The exercise: Extract the full set of records, then give each one again exactly.

(Lines of data)
━━━━━━━━━━

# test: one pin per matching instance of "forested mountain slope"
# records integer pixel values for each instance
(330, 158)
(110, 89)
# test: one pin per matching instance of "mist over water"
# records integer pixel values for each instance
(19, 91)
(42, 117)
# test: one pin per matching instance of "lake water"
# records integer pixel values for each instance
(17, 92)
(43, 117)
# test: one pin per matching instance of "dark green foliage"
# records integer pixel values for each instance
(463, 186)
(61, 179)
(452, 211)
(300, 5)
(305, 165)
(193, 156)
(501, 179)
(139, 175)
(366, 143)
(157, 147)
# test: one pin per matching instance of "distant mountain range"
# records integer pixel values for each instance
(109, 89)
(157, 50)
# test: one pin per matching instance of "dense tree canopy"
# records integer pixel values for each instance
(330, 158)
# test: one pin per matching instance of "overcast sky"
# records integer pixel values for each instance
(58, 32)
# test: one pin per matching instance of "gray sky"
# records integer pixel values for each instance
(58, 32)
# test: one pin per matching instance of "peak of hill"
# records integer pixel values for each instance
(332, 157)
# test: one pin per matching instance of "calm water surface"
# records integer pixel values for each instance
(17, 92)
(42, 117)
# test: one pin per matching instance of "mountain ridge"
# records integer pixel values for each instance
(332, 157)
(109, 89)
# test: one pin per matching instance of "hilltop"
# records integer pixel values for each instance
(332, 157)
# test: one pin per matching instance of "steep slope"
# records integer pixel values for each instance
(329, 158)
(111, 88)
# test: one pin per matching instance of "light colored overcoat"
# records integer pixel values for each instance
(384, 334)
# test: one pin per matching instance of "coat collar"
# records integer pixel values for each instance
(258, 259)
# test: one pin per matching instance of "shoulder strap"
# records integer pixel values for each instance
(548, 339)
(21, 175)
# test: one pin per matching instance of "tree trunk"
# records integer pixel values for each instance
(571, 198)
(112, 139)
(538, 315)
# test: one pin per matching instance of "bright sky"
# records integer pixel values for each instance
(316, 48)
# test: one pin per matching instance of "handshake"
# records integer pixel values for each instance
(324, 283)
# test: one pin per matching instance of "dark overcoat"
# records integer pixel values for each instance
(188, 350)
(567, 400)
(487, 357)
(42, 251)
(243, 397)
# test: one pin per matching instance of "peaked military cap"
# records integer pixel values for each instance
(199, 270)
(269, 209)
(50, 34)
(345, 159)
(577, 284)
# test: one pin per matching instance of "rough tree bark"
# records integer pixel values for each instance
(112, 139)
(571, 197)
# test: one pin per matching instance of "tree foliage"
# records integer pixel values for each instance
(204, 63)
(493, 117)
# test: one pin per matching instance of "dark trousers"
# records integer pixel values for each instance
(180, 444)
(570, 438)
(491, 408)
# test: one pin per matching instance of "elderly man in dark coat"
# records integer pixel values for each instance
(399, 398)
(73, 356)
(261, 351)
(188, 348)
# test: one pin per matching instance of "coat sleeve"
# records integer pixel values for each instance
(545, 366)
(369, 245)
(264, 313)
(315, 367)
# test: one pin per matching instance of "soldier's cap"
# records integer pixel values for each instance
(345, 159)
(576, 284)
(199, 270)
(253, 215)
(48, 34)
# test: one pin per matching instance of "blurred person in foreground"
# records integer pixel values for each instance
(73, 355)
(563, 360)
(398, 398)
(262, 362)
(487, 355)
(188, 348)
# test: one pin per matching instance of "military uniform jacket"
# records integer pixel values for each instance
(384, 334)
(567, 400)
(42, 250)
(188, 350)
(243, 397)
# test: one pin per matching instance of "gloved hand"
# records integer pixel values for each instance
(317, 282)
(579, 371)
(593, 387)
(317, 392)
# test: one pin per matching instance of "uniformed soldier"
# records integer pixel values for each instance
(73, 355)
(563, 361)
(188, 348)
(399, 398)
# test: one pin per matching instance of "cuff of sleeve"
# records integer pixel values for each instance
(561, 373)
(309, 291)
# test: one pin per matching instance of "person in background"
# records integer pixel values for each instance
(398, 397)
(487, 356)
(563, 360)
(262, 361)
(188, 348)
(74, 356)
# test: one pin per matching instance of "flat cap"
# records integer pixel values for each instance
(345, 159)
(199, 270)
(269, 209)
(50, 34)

━━━━━━━━━━

Solution below:
# test: one pin per matching instance of "forested mountain slope"
# records integer pixel values for each instance
(330, 158)
(110, 89)
# test: one pin per matching instance of "mist over water"
# records integer pixel values for each instance
(19, 91)
(42, 117)
# test: one pin per matching instance of "lake water"
# records integer pixel values for each instance
(17, 92)
(43, 117)
# test: one pin per matching instance of "dark green foliage"
# records integer pixel values for each instance
(463, 186)
(61, 179)
(452, 211)
(300, 5)
(305, 165)
(193, 156)
(501, 179)
(139, 175)
(366, 143)
(157, 147)
# test: one pin per matching instance of "distant mountain range"
# records integer pixel values for each instance
(109, 89)
(157, 50)
# test: one pin per matching instance of "dense tree canopy"
# records integer pixel values for each instance
(330, 158)
# test: one pin per matching instance of "overcast sky"
# records integer pixel values for each instance
(58, 32)
# test: one pin per matching instance of "gray sky"
# records integer pixel values for each instance
(58, 32)
# test: one pin per matching instance of "peak of hill"
# records integer pixel values for each instance
(332, 157)
# test: one pin per matching instance of "calm water surface"
# records integer pixel values for each instance
(17, 92)
(42, 117)
# test: one pin per matching instance of "mountain ridge"
# records integer pixel values for each instance
(332, 157)
(109, 89)
# test: one pin per matching instance of "hilltop"
# records integer pixel values for each instance
(332, 157)
# test: one pin per matching instance of "steep slope"
# records integer pixel values for each instance
(329, 158)
(111, 88)
# test: one pin per matching instance of "light colored overcoat"
# records integer pixel values for each instance
(384, 334)
# test: one pin per matching instance of "coat collar"
# records integer pixel values for each instance
(258, 259)
# test: one pin per matching instance of "shoulder strap"
# records integer pixel values for each instance
(548, 339)
(21, 175)
# test: one pin per matching instance of "tree trunk"
# records integer pixel values for each instance
(571, 198)
(112, 139)
(538, 315)
# test: one pin per matching instance of "bright sky"
# records integer pixel values for each instance
(316, 48)
# test: one pin per matching instance of "handshake"
# records integer pixel values for each instance
(324, 283)
# test: one pin per matching instance of "dark overcoat"
# records integer pixel values for each instance
(188, 350)
(567, 400)
(487, 357)
(42, 251)
(243, 397)
# test: one pin per matching instance of "peaked military cap"
# records integer pixel values for each instance
(199, 270)
(269, 209)
(50, 34)
(345, 159)
(577, 284)
# test: one pin per matching instance of "rough tree bark"
# records integer pixel values for each instance
(112, 139)
(571, 197)
# test: one pin per matching instance of "tree foliage"
# records integer pixel values for each instance
(204, 63)
(493, 117)
# test: one pin per matching instance of "dark trousers"
# records integer pixel values for each instance
(180, 444)
(570, 438)
(491, 408)
# test: one pin per matching instance of "elderly man in dark coat"
# records integer pixel values for each instance
(399, 398)
(73, 356)
(261, 351)
(188, 348)
# test: one pin per matching instance of "coat sleeve"
# records integer pixel values for each instance
(545, 366)
(369, 245)
(264, 313)
(315, 367)
# test: one pin per matching instance of "soldier's cap"
# records integer pixel values for each instance
(345, 159)
(576, 284)
(199, 270)
(253, 215)
(48, 34)
# test: one pin per matching instance of "blurred person in foreground"
# records integer pixel values for each instance
(73, 355)
(563, 360)
(398, 398)
(262, 362)
(487, 355)
(188, 348)
# test: one pin per matching instance of "military uniform jacket"
# records integer pixel values for each instance
(384, 334)
(567, 400)
(42, 250)
(188, 350)
(243, 397)
# test: one pin per matching instance of "gloved hand"
# records integer pixel values for each instance
(317, 282)
(579, 371)
(593, 387)
(317, 392)
# test: one pin per matching instance of "uniformed soldier"
# records integer pixel values for each instance
(73, 355)
(563, 361)
(188, 348)
(399, 398)
# test: one pin per matching instance of "cuff of sleeve"
# records integer pixel values for each instance
(561, 373)
(309, 291)
# test: one pin per matching instance of "person in background"
# records integer pixel values for each instance
(398, 397)
(487, 356)
(563, 360)
(262, 361)
(188, 348)
(74, 356)
# test: one pin per matching instance of "flat cap"
# records integer pixel values for each instance
(345, 159)
(199, 270)
(269, 209)
(50, 34)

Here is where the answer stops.